--- RECORDS FOR THIS EXERCISE ---
....................

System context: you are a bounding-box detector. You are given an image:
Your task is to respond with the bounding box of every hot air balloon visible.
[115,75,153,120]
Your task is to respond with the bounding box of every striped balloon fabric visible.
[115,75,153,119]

....................

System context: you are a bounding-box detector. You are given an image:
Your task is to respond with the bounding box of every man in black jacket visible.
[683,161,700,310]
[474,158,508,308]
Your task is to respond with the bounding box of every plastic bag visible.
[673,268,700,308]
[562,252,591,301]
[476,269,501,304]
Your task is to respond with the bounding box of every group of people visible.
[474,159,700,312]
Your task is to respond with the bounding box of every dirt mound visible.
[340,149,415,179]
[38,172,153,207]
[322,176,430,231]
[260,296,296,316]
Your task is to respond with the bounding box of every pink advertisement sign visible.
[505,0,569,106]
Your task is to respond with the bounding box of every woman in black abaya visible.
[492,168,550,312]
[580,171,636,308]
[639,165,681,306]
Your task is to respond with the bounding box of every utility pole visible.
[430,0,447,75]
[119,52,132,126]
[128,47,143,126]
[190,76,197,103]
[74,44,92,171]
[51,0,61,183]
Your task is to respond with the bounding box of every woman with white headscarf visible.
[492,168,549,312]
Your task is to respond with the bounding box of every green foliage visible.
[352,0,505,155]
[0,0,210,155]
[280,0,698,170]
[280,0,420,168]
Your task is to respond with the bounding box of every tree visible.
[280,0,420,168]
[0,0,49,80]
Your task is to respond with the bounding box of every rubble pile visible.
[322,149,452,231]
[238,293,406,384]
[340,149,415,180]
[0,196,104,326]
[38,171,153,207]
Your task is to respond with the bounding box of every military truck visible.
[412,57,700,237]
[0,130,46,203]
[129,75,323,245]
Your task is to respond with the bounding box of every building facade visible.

....................

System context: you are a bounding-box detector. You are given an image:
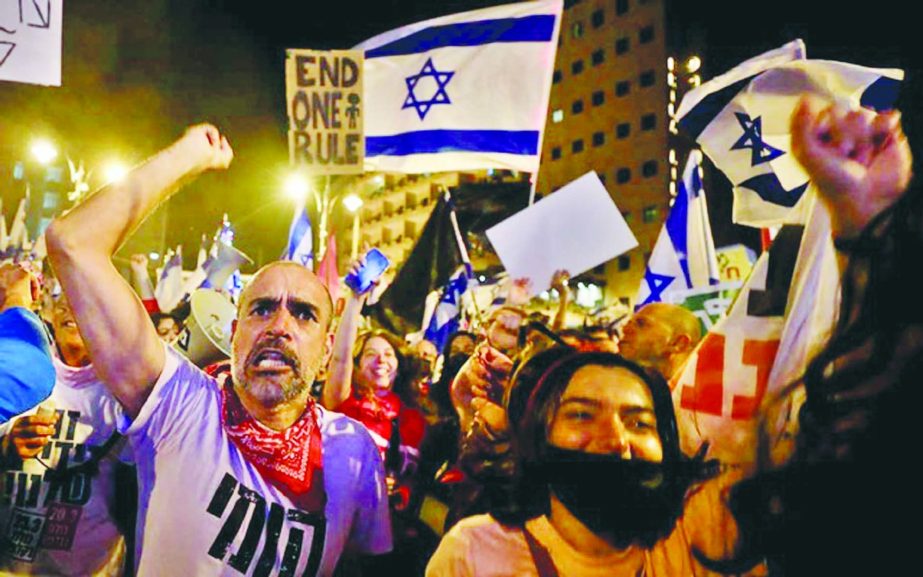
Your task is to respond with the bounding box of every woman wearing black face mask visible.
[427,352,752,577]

....................

--- DIRECTIONS ---
Reproduce the rows verbatim, beginning with the line that contains "of people visible." and ending after the line that contains "[492,168,549,312]".

--- EXERCISE ANSWER ---
Your task is to respond with the bounding box of every group of people visible.
[474,159,700,312]
Your task is to respond with the bounding box of every dirt mound visible.
[340,149,415,179]
[38,172,153,207]
[322,176,430,231]
[260,296,296,316]
Your task is to respond with the bounding box of every pink advertisement sign visible.
[505,0,569,106]
Your task is to respond with the bounding box of every woman in black abaya visible.
[492,168,550,312]
[580,171,636,308]
[639,165,681,306]
Your task is to respond with the bounding box of every utility pole visible.
[430,0,447,75]
[119,52,132,126]
[128,47,143,126]
[190,76,197,103]
[74,44,92,171]
[51,0,61,183]
Your task is to respond with the bounding box of every woman with white headscarf visible.
[492,168,549,312]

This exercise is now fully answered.